AIM OF THE TASK: Can you repeat, word for word, the stretch of the travel post about Cove Fort and Zion from "I've been to" through "get out quick."?

SELECTED EXTRACT:
※ ※ ※
I finally had an opportunity to visit Cove Fort which was really really exciting. I made a preliminary video which will be improved after I get home and can organize my pictures. I will upload the pics at a later date and get things to look pretty. But my explanation of why this place is so important is outlined in the following video. Enjoy.

Zion National Park, Angels Landing, Utah

I've been to Zion twice now, if you go back to February of 2006 you will find a post for the Kolob Canyon area that was quite fun. But all my visits to Zion had been in the dead of winter when there was no one around. I've always wanted to climb the Angels Landing Trail and since my travels were taking me through Zion I figured I would stop off quickly to do so. Unfortunately, it was no longer winter. There were tourists and buses and rules and parking lots. This was no fun for me. I climbed the trail late in the day and got near the top but didn't brave the rock climb since my light was limited. The place is still beautiful but I am not one for the crowds. Had to get out quick.
※ ※ ※
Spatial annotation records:

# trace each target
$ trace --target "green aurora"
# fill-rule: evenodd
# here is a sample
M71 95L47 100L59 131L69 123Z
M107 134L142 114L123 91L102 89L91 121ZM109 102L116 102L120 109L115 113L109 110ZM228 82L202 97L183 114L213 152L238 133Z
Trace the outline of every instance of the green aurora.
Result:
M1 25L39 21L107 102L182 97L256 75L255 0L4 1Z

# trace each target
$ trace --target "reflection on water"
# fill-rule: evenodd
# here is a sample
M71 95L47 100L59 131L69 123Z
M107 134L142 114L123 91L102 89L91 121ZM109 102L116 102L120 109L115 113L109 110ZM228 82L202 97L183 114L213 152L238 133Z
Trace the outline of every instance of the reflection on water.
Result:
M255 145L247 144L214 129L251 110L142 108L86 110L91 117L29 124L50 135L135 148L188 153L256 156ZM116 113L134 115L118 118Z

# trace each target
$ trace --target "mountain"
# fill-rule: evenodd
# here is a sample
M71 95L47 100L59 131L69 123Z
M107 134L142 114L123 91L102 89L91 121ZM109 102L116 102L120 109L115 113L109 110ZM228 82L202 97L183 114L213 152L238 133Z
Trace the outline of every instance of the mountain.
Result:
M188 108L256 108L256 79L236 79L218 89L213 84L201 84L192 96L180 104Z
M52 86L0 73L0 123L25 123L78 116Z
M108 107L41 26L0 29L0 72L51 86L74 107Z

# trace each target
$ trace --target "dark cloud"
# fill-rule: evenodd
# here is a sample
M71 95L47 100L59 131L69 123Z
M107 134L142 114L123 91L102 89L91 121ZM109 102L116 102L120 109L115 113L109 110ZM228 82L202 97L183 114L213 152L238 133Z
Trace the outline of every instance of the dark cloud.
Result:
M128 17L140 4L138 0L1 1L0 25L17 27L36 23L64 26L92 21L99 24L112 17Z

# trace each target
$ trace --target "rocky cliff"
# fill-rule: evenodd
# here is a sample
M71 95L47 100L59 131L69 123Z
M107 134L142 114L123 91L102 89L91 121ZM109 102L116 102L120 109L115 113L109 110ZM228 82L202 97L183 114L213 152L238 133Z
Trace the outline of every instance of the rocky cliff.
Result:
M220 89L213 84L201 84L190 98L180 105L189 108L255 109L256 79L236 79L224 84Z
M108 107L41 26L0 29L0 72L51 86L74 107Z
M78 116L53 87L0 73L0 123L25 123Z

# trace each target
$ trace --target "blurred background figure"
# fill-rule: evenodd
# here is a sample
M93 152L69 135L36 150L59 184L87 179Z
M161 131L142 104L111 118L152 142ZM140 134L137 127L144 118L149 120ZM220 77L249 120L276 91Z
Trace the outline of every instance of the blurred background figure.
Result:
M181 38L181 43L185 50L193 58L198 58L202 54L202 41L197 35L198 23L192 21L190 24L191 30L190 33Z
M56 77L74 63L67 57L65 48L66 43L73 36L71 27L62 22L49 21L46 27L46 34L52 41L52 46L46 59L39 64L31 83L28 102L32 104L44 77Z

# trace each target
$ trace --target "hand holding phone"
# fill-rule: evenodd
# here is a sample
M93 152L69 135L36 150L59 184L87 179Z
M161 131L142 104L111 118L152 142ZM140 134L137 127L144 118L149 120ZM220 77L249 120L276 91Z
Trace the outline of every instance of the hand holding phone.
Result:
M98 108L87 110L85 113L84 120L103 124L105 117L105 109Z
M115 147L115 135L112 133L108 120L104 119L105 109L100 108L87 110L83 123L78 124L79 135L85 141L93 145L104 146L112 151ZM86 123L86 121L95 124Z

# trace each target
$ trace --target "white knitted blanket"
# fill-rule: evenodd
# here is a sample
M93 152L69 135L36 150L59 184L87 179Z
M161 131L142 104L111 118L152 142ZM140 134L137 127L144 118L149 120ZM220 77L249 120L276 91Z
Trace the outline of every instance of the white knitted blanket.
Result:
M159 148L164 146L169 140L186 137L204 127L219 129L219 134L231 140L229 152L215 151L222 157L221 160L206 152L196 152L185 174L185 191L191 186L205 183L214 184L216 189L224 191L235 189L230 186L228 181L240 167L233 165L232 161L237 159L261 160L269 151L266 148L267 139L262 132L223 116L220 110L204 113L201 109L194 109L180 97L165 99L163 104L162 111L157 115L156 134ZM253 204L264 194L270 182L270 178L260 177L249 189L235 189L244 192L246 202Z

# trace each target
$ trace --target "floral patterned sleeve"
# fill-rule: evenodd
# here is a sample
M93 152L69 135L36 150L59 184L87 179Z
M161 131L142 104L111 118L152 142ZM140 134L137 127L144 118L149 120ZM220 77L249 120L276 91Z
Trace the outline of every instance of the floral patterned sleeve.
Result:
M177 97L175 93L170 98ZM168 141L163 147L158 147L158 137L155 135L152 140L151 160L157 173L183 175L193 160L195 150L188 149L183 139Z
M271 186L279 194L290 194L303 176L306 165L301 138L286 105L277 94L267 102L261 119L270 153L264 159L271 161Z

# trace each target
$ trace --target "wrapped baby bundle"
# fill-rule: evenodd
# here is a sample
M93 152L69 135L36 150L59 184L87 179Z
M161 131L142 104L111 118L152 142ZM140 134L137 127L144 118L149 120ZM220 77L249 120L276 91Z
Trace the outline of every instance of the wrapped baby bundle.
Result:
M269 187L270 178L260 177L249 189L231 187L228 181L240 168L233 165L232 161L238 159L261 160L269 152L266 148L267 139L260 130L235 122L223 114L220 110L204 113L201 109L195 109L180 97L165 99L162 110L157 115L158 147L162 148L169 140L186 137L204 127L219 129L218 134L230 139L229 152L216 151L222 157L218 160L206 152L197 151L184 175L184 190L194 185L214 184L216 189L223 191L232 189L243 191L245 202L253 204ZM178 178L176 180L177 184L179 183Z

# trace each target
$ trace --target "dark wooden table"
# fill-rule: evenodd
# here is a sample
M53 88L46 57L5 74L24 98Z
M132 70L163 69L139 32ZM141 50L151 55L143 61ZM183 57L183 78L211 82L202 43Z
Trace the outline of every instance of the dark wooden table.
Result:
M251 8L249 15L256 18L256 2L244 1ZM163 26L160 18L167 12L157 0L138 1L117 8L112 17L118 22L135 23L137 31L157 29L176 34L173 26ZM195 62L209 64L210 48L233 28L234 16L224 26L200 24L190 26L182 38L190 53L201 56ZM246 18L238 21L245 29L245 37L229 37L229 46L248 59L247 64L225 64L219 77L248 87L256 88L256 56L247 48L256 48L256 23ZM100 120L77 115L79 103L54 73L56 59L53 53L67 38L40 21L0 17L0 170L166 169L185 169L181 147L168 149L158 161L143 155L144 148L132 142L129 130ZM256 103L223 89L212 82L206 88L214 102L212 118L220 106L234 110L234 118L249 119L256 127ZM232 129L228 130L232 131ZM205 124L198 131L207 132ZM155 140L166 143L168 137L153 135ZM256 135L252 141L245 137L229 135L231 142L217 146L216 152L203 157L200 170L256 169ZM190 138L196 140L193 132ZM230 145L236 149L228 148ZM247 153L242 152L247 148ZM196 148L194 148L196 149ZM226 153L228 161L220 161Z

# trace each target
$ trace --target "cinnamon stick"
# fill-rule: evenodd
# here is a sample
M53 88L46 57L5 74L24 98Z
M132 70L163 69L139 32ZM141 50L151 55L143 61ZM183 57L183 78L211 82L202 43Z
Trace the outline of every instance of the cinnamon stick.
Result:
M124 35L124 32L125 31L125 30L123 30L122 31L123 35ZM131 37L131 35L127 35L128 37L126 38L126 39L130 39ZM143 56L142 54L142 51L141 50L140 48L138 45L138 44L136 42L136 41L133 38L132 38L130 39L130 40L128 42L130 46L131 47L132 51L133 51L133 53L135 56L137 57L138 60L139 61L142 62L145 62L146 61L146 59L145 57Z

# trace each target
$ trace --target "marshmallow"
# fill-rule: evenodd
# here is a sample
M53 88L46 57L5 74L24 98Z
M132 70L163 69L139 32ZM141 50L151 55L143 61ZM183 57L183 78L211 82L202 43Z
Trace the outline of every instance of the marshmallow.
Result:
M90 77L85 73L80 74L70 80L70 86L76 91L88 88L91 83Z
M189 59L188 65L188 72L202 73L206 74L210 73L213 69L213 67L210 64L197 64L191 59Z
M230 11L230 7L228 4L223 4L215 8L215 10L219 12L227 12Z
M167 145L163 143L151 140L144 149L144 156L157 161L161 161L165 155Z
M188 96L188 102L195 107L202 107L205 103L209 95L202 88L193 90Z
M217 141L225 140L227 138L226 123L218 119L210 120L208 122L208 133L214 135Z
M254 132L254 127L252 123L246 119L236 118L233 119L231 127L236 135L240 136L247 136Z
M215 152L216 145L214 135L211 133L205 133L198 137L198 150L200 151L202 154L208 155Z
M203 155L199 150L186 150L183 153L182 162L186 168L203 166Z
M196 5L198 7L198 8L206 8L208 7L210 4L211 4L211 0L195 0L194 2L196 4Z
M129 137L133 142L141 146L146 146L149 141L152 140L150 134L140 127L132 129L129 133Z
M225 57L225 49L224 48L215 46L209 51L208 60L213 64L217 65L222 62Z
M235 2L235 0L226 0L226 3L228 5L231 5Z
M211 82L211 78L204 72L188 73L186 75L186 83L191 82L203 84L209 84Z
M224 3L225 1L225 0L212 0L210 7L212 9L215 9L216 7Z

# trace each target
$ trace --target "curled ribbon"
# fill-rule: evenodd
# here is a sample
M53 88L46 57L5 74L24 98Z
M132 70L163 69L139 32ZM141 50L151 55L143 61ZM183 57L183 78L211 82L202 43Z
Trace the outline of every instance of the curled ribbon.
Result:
※ ※ ※
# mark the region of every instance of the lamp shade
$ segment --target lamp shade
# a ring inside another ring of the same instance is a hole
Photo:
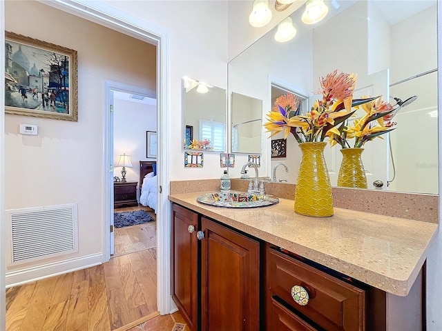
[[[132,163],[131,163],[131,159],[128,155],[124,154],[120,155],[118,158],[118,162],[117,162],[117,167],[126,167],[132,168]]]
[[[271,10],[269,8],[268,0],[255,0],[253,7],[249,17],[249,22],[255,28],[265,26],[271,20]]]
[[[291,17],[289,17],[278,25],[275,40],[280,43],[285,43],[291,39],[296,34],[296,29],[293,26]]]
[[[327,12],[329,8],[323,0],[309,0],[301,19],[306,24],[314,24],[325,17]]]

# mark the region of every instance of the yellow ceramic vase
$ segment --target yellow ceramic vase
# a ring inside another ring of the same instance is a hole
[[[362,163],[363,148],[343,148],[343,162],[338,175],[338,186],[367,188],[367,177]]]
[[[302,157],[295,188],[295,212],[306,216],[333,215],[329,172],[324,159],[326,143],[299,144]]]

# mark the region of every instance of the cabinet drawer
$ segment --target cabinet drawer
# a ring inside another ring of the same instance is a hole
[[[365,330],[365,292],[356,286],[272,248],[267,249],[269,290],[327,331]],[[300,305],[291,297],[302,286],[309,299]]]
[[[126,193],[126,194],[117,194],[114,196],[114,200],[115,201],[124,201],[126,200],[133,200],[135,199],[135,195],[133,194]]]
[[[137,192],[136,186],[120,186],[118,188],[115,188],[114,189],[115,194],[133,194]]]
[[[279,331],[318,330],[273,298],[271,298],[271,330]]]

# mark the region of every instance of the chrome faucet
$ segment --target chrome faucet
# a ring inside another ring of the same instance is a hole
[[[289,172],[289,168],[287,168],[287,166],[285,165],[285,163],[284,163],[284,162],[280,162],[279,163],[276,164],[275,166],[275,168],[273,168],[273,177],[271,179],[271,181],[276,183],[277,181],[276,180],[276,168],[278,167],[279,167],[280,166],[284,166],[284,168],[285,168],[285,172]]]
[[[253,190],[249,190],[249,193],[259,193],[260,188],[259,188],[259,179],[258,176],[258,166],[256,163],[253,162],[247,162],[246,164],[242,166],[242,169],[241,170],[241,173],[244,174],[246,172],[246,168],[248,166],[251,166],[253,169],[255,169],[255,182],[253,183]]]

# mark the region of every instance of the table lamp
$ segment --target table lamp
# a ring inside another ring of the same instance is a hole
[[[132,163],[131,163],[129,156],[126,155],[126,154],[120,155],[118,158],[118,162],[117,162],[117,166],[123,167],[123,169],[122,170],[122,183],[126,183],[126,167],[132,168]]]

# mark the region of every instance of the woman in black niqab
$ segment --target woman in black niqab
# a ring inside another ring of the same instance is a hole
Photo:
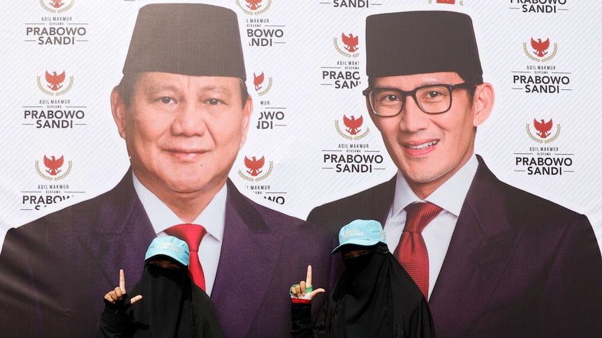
※ ※ ※
TASK SOLUTION:
I've been to Zion twice now, if you go back to February of 2006 you will find a post for the Kolob Canyon area that was quite fun. But all my visits to Zion had been in the dead of winter when there was no one around. I've always wanted to climb the Angels Landing Trail and since my travels were taking me through Zion I figured I would stop off quickly to do so. Unfortunately, it was no longer winter. There were tourists and buses and rules and parking lots. This was no fun for me. I climbed the trail late in the day and got near the top but didn't brave the rock climb since my light was limited. The place is still beautiful but I am not one for the crowds. Had to get out quick.